Given passage:
-=-=-=-=-

# Windows will not accept user password at startup



## bnrr (Feb 10, 2006)

I am having a problem with windows at startup, when I type my password, it is not accepted and I get the message 'did you forget your password, click on the hint ? button. I have repeated this for over 8x, still it will not accept it. I did not change my password and no one but me uses this computer. is there any other way I could resolve this without doing a reinstall without loseing any data


----------



## 2teky (Sep 28, 2007)

I know this sounds stupid but trust me I see this time and time again on our network. Make sure CAPS LOCK is off, Make sure NUM LOCK is on, Make sure you are using case sensitive if thats the way you set it up. Sorry, this is pretty general but like ive said lots of users here do forget to turn caps lock off or numlock on and end up locking out there accounts. Also try to use a known good keyboard incase your keys are faulty.


----------



## 2teky (Sep 28, 2007)

Actually on the keyboard deal, just try typing your password in the username field to be sure it is typing correctly. Hope this helps


----------



## micay (Nov 2, 2010)

If you are sure you did not forget your password and this was set on english. Be sure that your characters have been set to english. To do this try typing your password in the username field if it is written in a different language press ctrl+shift to change the language to english. Then try to type ur passwords in the psw field. Check capslock and numlock too. I hope this will help u.


----------



## BCCOMP (Jul 9, 2007)

If the above does not work, we will not be able to assist you further.

Password assistance is against the forum *RULES*



> *ASSISTANCE WITH ILLEGAL ACTIVITIES*
> We will not provide any user with information about the location of websites that assist with the following activities
> 
> software pirating
> ...


Thread closed


----------

-=-=-=-=-

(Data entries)
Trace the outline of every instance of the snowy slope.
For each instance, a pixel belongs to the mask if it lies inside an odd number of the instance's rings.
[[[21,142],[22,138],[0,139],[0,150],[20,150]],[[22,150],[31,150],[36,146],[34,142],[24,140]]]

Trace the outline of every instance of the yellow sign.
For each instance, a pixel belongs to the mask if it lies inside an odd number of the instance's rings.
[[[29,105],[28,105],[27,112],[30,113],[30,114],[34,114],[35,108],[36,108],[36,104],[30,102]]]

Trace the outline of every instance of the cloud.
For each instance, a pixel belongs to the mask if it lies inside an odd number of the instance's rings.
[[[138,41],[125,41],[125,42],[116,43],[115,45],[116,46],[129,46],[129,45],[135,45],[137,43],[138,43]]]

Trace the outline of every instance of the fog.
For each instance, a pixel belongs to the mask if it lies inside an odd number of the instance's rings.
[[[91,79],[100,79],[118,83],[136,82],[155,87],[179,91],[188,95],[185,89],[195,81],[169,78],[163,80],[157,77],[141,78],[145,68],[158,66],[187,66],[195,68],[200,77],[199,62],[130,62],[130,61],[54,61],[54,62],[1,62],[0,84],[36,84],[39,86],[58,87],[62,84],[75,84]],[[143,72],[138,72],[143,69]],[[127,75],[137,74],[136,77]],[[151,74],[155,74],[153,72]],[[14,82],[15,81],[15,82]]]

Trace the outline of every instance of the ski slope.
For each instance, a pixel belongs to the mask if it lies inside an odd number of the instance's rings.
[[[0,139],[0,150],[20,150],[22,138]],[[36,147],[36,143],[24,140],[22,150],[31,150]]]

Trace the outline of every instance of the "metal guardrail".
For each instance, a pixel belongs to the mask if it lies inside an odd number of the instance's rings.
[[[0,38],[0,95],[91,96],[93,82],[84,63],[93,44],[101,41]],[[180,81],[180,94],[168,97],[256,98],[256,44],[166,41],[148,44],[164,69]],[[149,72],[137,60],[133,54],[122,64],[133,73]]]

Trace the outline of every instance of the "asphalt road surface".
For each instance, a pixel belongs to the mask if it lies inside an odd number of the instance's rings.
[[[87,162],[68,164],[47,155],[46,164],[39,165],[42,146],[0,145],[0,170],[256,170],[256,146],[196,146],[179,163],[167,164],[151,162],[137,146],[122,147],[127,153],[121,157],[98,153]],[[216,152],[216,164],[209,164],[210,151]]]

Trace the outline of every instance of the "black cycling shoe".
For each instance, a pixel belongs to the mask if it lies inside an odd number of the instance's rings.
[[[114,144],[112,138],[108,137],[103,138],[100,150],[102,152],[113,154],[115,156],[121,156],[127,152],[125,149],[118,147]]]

-=-=-=-=-

Requirement A:
In the forum thread, what key combination does one reply suggest pressing to switch the typing language to English?
Requirement B:
Extract every line of the listing that contains the word "slope".
The forum thread and the listing have nothing to do with each other.

Output A:
Ctrl+Shift

Output B:
Trace the outline of every instance of the snowy slope.
Trace the outline of every instance of the ski slope.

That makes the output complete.